* **Source text**
Descending into Darkness to Become Whole and Psychological Healthy
Originally published on Medium.com. Read it here or hop on over to the original post on Medium.com.
As a boy, late at night, I discovered Hammer Horror Films. I was captivated by Christopher Lee as Dracula and Peter Cushing as Victor Frankenstein. The Mummy, Dr. Jekyll, and the other monsters became dark heroes in my still-forming mind. The unrelenting evil and psychological tension portrayed in the Hammer Films appealed to me in ways that I couldn’t understand or fathom, but I found myself inexplicitly pulled into the darkness.
I began seeking out the classic horror novels to learn about the seeds of these wonderful movie ideas. I read Dracula in one sitting. Frankenstein in two days. These fantastic stories of dark and terrible things held some strange fascination in my immature mind. I wanted to be a vampire, a creature of the night, with supernatural powers. Halloween was a magical time of candy and transforming into Dracula, The Wolfman, and The Mummy.

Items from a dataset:
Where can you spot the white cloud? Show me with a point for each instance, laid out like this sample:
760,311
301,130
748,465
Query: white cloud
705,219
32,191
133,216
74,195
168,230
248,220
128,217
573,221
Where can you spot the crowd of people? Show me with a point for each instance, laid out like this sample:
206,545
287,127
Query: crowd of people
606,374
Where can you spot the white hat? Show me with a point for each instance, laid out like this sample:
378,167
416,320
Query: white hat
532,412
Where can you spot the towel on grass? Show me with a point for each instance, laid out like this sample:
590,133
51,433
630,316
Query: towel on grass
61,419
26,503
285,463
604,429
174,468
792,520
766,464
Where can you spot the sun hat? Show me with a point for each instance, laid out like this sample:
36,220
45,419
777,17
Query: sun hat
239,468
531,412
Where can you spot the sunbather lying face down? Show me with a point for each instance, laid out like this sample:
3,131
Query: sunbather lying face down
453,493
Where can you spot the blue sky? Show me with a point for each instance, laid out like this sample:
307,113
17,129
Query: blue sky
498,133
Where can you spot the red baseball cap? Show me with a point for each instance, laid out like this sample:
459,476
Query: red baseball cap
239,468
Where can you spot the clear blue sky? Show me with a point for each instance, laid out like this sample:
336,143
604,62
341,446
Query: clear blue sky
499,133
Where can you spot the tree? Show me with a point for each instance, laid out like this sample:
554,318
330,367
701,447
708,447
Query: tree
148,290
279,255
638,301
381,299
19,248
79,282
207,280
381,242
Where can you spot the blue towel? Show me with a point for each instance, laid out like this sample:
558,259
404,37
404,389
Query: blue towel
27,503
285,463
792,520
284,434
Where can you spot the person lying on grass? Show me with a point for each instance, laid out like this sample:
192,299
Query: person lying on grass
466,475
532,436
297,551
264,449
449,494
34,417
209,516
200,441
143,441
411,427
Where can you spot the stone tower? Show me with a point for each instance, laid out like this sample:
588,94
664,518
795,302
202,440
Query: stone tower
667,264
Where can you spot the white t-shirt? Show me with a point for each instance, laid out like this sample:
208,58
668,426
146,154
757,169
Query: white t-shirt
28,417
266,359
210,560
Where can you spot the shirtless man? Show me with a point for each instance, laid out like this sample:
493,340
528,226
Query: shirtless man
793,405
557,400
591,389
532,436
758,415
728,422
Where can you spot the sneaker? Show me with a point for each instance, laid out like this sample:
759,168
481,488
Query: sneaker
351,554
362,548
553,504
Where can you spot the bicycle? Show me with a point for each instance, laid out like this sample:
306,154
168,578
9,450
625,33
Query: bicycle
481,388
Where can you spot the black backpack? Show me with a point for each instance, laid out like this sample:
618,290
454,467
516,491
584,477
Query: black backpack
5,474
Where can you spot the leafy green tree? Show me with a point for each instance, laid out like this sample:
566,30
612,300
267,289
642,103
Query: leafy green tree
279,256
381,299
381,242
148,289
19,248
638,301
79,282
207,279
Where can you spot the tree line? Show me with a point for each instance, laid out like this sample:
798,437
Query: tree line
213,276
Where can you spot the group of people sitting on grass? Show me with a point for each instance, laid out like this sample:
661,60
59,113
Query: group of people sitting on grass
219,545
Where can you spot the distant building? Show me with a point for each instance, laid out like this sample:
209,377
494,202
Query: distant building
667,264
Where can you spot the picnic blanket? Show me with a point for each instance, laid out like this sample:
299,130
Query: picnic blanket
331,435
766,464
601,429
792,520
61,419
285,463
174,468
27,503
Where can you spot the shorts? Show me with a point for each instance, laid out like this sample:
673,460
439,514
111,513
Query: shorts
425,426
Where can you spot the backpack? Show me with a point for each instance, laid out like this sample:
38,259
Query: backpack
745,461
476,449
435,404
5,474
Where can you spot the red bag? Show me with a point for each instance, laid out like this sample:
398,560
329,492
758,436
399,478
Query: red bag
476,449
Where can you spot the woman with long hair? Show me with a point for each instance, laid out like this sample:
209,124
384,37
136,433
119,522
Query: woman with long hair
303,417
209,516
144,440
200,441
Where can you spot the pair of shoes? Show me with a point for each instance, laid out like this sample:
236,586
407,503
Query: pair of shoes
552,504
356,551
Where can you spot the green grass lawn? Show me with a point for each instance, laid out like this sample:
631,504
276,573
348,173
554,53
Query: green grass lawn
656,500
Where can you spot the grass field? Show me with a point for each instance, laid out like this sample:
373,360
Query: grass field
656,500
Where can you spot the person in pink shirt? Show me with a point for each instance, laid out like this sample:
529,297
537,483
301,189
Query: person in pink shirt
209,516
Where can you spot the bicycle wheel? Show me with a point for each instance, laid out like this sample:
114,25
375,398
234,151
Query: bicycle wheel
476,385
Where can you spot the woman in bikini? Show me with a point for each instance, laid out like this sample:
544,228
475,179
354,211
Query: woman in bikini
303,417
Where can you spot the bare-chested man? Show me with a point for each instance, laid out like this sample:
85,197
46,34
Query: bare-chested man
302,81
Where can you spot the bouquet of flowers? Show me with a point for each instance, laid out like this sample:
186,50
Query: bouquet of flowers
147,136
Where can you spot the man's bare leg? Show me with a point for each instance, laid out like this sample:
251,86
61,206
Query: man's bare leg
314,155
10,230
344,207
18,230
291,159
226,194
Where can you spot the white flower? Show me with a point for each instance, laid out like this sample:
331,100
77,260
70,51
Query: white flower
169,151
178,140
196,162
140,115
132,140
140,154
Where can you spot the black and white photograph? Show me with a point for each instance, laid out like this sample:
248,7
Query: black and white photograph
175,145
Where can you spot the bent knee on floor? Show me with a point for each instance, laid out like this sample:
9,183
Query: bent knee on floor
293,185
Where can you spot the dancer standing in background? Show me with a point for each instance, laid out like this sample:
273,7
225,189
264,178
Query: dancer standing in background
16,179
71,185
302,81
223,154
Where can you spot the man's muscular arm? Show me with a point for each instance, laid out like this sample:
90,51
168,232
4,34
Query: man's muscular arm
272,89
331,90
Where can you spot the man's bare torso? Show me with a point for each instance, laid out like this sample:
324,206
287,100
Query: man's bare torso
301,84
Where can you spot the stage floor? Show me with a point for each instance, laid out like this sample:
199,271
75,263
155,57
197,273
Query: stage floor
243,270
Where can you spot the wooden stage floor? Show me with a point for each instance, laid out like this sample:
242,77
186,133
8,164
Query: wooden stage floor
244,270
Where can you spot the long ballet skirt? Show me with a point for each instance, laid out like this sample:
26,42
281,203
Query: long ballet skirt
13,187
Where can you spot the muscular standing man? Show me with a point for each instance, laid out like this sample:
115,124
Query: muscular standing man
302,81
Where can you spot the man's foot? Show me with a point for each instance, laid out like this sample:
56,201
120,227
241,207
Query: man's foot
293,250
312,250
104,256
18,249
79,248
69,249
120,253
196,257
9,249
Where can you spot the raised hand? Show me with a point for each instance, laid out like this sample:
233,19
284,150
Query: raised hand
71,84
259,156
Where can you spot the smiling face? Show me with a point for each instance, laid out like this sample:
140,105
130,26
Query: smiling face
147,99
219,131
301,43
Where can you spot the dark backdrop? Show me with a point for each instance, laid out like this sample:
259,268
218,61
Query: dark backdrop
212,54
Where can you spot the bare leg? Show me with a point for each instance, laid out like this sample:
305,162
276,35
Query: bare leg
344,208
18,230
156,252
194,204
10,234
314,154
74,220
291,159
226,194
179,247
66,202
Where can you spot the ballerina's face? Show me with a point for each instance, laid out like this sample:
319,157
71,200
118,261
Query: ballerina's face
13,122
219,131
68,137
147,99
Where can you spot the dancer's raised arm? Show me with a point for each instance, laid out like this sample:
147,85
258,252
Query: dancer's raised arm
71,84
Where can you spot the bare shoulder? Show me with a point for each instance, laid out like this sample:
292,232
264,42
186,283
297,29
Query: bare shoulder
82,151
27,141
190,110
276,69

* **Request 1**
In the essay about Hammer Horror Films, how long did it take the writer to read Frankenstein?
* **Request 2**
Write the next part of the essay about Hammer Horror Films, starting after its final sentence.
You have no need for the data.

* **Response 1**
Two days.

* **Response 2**
Then as I grappled with the first unrelenting onslaught of puberty, everything changed. I was at a friend’s house sitting on the floor watching Ridley Scott’s masterpiece, Alien, on VHS. It was captivating and memorizing. I allowed myself to become completely engulfed in the story, pulled into another world where terror, brutality, human greed, and the unknown dominated. It was perfect, combining my two great loves, science fiction and horror.
Unbeknownst to either of us young boys, my friend’s insatiably ornery grandfather plotted a scare for us and silently crept to within inches of us. Toward the end of the movie, Warrant Officer Ripley escapes the alien-infested, space tug, Nostromo, in a shuttle. In our young minds, the alien threat was defeated. My friend and I watched wide-eyed, with hormones surging, as Sigourney Weaver striped to prepare for hypersleep. At the exact moment that the alien’s hand springs from the shadows toward Sigourney Weaver, the grandfather tackled us both causing girlish shrieks and screams of fright to fill the room.
While it was all in good fun and should have been expected, the terror of that moment stained my adolescent psyche. I lost interest in horror books and stories, fleeing to my other love, science fiction. I was challenged to watch anything frightening and chastised myself for being weak but resigned myself to leave the world of horror behind.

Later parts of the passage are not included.